Extrait choisi
····················
Les latrines anciennes de Bucarest – source de trésors archéologiques
Mieux rendre compte de l'évolution de cette ville orientale du début du 19e siècle vers la modernité occidentale.
Steliu Lambru, 27.11.2023, 09:53
Il existe
depuis toujours la grande histoire, faite par la biographie de grands hommes d’Etat
et par les grands événements historiques qui ont changé le cours des choses, et
puis aussi la petite histoire, celle centrée sur les anecdotes et sur les
détails, qui illustrent la première. Lucien Febvre, célèbre historien français,
parlait en cette occurrence d’histoire totale, dont l’ambition était de rendre
compte de tout ce qui englobait une période donnée, depuis ses tabous et jusqu’aux
moindre recoins du quotidien. Que certains historiens se soient alors penchés
sur l’évolution des cloaques et autres égouts depuis le 19e siècle
et jusqu’à nos jours n’a dès lors rien de bien surprenant.
Des fouilles archéologiques ont mis au jour des éléments de la vie quotidienne des Bucarestois d’antan
Des
fouilles entreprises par les archéologues du Musée d’histoire de Bucarest sur
un site découvert lors des travaux de réhabilitation de certains immeubles de
patrimoine ont été l’occasion de puiser davantage dans les cloaques de ce Bucarest
d’antan, et de mieux rendre compte de l’évolution de cette ville orientale du
début du 19e siècle vers la modernité occidentale dont elle commence
à se draper dans la seconde moitié du siècle.
Theodor Ignat, archéologue au
Musée d’histoire de Bucarest, nous accompagnera dans la découverte et l’interprétation
des immondices de nos ancêtres.
« Le
terme « hazna » ou latrine en traduction française, nous vient du
turc, et signifie, tenez-vous bien, trésor ou chambre du trésor. Nous ignorons
comment se fait-il que ce terme ait évolué de la sorte en roumain, jusqu’à
recouvrir le sens péjoratif dont il est affublé aujourd’hui. Il se puisse que ce
soit du fait que les objets de valeur, les trésors, soient souvent enfuis sous terre.
····················
Données fournies
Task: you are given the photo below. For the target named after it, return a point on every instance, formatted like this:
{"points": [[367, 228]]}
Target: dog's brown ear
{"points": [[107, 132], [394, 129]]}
····················
Exercice proposé 1
Répondez à ces questions à partir du texte sur les latrines anciennes de Bucarest :
(a) Quel historien parlait d'histoire totale ?
(b) Les archéologues de quel musée ont mené les fouilles ?
(c) De quelle langue vient le mot « hazna » ?
Exercice proposé 2
D'après le texte sur les latrines anciennes de Bucarest, pourquoi n'est-il pas surprenant que des historiens aient étudié les cloaques et les égouts ?
Exercice proposé 3
Écrivez la suite du texte sur les latrines anciennes de Bucarest.
Les données n'ont aucun rôle à jouer ici.

Réponse attendue 1
(a) Lucien Febvre.
(b) Le Musée d'histoire de Bucarest.
(c) Du turc.

Réponse attendue 2
L'histoire totale, dont parlait Lucien Febvre, voulait rendre compte de tout ce qui faisait une période donnée, de ses tabous jusqu'aux moindres recoins du quotidien. Les cloaques et les égouts font partie de ce quotidien, et leur étude rejoint donc cette ambition.

Réponse attendue 3
Ou que ce soit par ironie qu’on ait donné ce titre aux immondices. Ou alors,
peut-être que l’on cachait des objets de valeur dans ces latrines, car qui
aurait eu l’audace de s’y risquer. Mais en vérité l’on ignore la raison de
cette mutation du sens de ce terme. »
Quels usages pour ces égouts?
Mais
quelle était la fonction principale de ces haznale au début du 19e
siècle ? Egouts, latrines, fosse plus ou moins septique ?
« Ces
égouts servaient probablement à tous usages. Ils y recueillaient sans doute les
eaux usées, car l’on y a trouvé des objets bien conservés. Il est fort probable
à ce que ces endroits aient servi de toilette aussi, mais les déjections se
décomposent sans laisser des traces une fois passé un certain laps de temps. Pourtant,
l’on y a retrouvé des traces de matière organique. Mais cela pourrait être des
restes alimentaires. Les hommes du néolithique déjà avaient pour habitude d’enfuir
sous la terre dans des fosses creusées à cet effet les restes organiques, qui
risquent de se décomposer et qui émanent une odeur pestilentielle. Ces « haznale »
endossaient donc des fonctions multiples. Une de nos collègues a même posé
comme hypothèse leur usage en tant des glacières, pour conserver donc les blocs
de glace prélevés en hiver ».
Une exposition inédite à Bucarest
Les
objets récupérés des quatre fosses bucarestoises du 19e siècle ont
été exposés au Musée d’anthropologie urbaine attenant au Musée d’histoire de
Bucarest, et peuvent être admirés dans une collection inédite.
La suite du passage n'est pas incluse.